>>>
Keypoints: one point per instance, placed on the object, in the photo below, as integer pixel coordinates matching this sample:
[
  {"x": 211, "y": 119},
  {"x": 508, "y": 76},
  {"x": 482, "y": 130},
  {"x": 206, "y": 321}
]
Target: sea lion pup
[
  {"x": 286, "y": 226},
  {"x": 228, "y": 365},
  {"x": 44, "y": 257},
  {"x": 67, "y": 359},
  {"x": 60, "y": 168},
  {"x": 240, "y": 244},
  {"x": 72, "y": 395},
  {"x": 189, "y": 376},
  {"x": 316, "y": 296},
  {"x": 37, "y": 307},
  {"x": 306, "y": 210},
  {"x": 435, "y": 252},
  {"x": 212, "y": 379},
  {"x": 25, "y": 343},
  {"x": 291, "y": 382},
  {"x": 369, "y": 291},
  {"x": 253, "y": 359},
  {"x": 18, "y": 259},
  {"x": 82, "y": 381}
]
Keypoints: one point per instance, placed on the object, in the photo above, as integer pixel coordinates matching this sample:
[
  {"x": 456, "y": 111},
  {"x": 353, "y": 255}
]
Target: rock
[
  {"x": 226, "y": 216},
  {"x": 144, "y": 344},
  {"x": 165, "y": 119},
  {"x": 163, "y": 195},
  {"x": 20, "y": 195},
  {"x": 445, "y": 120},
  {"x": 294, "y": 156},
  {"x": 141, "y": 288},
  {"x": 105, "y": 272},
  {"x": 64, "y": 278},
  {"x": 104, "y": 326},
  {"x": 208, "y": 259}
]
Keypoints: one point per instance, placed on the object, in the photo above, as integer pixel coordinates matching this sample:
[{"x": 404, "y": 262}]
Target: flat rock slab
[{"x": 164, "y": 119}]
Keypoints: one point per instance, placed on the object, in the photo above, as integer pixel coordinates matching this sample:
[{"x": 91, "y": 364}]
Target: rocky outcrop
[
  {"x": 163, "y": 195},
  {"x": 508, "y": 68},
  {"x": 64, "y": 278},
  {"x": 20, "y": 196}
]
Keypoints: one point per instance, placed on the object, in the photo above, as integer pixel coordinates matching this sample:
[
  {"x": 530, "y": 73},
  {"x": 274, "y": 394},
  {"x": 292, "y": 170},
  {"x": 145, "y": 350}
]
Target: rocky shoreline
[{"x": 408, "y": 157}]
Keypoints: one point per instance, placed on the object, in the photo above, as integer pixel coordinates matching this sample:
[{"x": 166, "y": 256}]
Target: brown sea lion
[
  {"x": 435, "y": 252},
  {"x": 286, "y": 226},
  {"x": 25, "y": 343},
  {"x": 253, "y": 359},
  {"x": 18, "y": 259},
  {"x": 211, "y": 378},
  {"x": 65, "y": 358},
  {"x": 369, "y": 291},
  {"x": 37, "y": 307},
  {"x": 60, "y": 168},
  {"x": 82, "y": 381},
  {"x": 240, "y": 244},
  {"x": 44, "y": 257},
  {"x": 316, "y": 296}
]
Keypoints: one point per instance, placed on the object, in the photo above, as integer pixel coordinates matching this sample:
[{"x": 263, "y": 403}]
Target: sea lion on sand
<<<
Transcribe all of the material exactly. Omit nothing.

- **OUTPUT FOR THIS TASK**
Keypoints: one point per instance, placed on the object, in the photo below, as integer pixel coordinates matching this sample:
[
  {"x": 211, "y": 119},
  {"x": 508, "y": 76},
  {"x": 482, "y": 130},
  {"x": 206, "y": 321}
]
Target: sea lion pup
[
  {"x": 286, "y": 226},
  {"x": 228, "y": 365},
  {"x": 44, "y": 257},
  {"x": 67, "y": 359},
  {"x": 60, "y": 168},
  {"x": 240, "y": 244},
  {"x": 72, "y": 395},
  {"x": 189, "y": 376},
  {"x": 316, "y": 296},
  {"x": 37, "y": 307},
  {"x": 306, "y": 210},
  {"x": 435, "y": 252},
  {"x": 212, "y": 379},
  {"x": 25, "y": 343},
  {"x": 291, "y": 382},
  {"x": 369, "y": 291},
  {"x": 253, "y": 359},
  {"x": 18, "y": 259},
  {"x": 82, "y": 381}
]
Keypoints: one point per instance, placed on the object, in the photo above, as integer pixel coordinates matching this sample:
[
  {"x": 456, "y": 111},
  {"x": 353, "y": 255}
]
Target: rock
[
  {"x": 226, "y": 216},
  {"x": 144, "y": 344},
  {"x": 165, "y": 119},
  {"x": 163, "y": 195},
  {"x": 20, "y": 195},
  {"x": 445, "y": 120},
  {"x": 294, "y": 156},
  {"x": 141, "y": 288},
  {"x": 105, "y": 272},
  {"x": 64, "y": 278},
  {"x": 104, "y": 326},
  {"x": 208, "y": 259}
]
Keypoints: one point per instance, placed on the object, in the photo above, as integer pixel coordinates matching this sample:
[{"x": 404, "y": 262}]
Target: flat rock slab
[{"x": 164, "y": 119}]
Keypoints: one point per instance, placed on the object, in the photo above, as integer pixel coordinates matching this sample:
[{"x": 91, "y": 364}]
Target: rocky outcrop
[
  {"x": 163, "y": 195},
  {"x": 508, "y": 68},
  {"x": 64, "y": 278},
  {"x": 20, "y": 196}
]
Keypoints: one point per instance, placed on the object, in the photo above, as integer pixel coordinates matching this sample:
[
  {"x": 530, "y": 73},
  {"x": 274, "y": 394},
  {"x": 292, "y": 170},
  {"x": 145, "y": 350}
]
Target: rocky shoreline
[{"x": 408, "y": 157}]
Keypoints: one point per instance, placed on the object, in the photo above, as integer pixel coordinates matching this sample:
[{"x": 166, "y": 256}]
Target: brown sea lion
[
  {"x": 435, "y": 252},
  {"x": 286, "y": 226},
  {"x": 25, "y": 343},
  {"x": 253, "y": 359},
  {"x": 18, "y": 259},
  {"x": 211, "y": 378},
  {"x": 65, "y": 358},
  {"x": 369, "y": 291},
  {"x": 37, "y": 307},
  {"x": 60, "y": 168},
  {"x": 82, "y": 381},
  {"x": 240, "y": 244},
  {"x": 44, "y": 257},
  {"x": 316, "y": 296}
]
Keypoints: one point per instance, placed on the object, in the photo above, as integer pixel coordinates matching this sample:
[{"x": 263, "y": 403}]
Target: sea lion on sand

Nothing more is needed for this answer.